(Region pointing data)
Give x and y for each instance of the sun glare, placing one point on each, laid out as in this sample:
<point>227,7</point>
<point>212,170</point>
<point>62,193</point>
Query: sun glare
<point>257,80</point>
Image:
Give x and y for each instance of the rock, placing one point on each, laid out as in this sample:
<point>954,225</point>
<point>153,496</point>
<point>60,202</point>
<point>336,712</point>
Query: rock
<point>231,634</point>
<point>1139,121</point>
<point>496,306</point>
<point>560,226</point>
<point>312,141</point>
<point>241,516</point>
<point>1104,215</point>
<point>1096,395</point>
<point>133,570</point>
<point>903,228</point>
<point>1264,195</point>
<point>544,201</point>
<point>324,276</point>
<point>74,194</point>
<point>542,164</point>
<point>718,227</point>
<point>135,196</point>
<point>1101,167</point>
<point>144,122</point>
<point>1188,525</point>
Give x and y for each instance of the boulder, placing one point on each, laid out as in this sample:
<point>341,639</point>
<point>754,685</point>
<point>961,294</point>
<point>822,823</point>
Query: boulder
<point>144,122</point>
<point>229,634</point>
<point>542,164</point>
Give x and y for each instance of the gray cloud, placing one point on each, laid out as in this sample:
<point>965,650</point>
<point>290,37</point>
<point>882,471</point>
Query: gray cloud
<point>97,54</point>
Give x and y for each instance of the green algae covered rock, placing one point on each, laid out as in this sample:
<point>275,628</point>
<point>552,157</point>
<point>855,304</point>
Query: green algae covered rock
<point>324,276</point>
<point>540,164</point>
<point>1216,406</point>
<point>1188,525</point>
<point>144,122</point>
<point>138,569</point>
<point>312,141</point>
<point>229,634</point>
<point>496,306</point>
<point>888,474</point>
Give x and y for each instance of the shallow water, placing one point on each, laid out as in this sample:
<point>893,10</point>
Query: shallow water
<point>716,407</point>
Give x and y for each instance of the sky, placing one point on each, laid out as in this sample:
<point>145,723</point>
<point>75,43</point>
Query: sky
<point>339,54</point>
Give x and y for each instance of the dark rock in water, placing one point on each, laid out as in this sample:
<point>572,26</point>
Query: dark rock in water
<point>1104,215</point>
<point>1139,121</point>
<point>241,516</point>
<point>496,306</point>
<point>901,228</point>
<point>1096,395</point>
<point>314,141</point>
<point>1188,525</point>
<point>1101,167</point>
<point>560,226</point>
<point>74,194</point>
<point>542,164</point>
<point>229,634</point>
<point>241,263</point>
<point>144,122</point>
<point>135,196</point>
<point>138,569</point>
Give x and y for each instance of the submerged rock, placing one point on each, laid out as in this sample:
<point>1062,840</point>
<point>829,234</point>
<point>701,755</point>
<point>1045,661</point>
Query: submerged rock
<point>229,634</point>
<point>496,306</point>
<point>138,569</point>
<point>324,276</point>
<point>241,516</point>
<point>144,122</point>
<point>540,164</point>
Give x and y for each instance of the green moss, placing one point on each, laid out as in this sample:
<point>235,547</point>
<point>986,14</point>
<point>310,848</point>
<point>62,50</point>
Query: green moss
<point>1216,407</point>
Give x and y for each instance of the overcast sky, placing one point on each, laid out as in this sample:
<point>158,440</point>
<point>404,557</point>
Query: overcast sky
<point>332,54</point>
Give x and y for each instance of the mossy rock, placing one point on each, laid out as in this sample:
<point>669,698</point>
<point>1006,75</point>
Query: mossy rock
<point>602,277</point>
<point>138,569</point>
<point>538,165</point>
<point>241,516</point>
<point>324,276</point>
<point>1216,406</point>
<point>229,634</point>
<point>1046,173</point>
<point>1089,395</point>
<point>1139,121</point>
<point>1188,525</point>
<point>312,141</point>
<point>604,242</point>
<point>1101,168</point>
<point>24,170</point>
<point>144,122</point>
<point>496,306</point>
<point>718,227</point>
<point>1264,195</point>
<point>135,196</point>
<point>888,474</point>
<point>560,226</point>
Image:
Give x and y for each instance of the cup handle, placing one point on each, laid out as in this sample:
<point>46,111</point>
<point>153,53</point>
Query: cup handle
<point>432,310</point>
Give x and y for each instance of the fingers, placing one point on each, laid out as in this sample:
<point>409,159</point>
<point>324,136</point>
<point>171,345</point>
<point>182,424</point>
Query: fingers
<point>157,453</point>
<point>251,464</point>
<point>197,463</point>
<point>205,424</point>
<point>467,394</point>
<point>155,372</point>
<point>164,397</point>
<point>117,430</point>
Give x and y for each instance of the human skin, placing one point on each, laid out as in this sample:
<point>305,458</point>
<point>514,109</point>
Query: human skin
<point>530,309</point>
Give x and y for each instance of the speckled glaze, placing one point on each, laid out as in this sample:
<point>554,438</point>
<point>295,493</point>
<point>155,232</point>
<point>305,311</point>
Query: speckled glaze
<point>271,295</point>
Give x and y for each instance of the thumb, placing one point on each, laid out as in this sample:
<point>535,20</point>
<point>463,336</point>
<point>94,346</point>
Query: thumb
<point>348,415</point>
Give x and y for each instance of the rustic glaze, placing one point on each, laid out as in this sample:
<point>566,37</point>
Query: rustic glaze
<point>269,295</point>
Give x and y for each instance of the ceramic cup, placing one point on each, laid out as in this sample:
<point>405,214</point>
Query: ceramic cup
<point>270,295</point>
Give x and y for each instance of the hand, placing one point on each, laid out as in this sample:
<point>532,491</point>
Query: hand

WORK INSTRUCTIONS
Please return exactly the lines from the opening line of the data above through the line with "<point>336,712</point>", both included and nothing else.

YOUR SOLUTION
Give x and y for each instance of the sun glare, placing one point on each, laid out as in this sample:
<point>227,7</point>
<point>212,170</point>
<point>62,193</point>
Query: sun glare
<point>257,80</point>
Image:
Give x and y for each instance of the rock, placing one point on each, laid out as in this sample:
<point>954,225</point>
<point>153,496</point>
<point>60,202</point>
<point>336,712</point>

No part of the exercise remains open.